- _Provided text_:

=======

## Drugmonizome ETL: PharmGKB

##### Author : Eryk Kropiwnicki | eryk.kropiwnicki@icahn.mssm.edu

#### Data Source: https://www.pharmgkb.org/downloads

In [None]:
#%%appyter init
from appyter import magic
magic.init(lambda _=globals: _())

In [None]:
import os
import sys
import zipfile
import datetime

import pandas as pd
import numpy as np
import drugmonizome.utility_functions as uf
import harmonizome.lookup as lookup

In [None]:
%load_ext autoreload
%autoreload 2

### Notebook Information

In [None]:
print('This notebook was run on:', datetime.date.today(), '\nPython version:', sys.version)

=======

- _Excerpted data_:
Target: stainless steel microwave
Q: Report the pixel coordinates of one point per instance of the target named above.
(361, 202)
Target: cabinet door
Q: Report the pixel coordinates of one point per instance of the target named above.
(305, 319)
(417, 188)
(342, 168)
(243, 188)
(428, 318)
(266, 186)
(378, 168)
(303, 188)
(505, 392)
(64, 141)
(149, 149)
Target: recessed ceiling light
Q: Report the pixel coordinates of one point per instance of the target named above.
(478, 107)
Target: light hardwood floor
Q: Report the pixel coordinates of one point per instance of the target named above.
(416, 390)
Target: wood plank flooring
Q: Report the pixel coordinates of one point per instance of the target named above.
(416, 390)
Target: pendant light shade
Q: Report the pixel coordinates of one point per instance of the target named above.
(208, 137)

=======

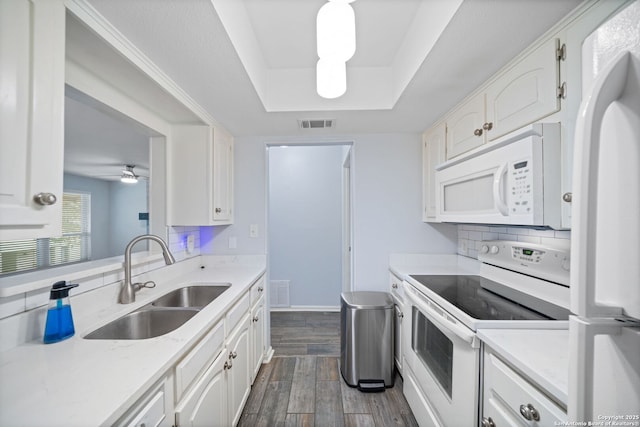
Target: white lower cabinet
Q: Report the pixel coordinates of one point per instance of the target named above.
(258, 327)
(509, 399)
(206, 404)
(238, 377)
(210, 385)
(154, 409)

=======

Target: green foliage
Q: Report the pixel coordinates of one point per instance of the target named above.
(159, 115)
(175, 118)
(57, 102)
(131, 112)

=======

- _Problem set_:
(A) Update the Drugmonizome PharmGKB notebook from "import pandas as" up to and including "datetime.date.today(), '\nPython version:', sys.version)", changing "pandas" to "polars".
(B) Pick out each line of the listing that contains the string "light", matching case exactly.
The notebook text has nothing to do with the listing.

- _Task-by-task outputs_:
(A)
import polars as pd
import numpy as np
import drugmonizome.utility_functions as uf
import harmonizome.lookup as lookup

In [None]:
%load_ext autoreload
%autoreload 2

### Notebook Information

In [None]:
print('This notebook was run on:', datetime.date.today(), '\nPython version:', sys.version)

(B)
Target: recessed ceiling light
Target: light hardwood floor
Target: pendant light shade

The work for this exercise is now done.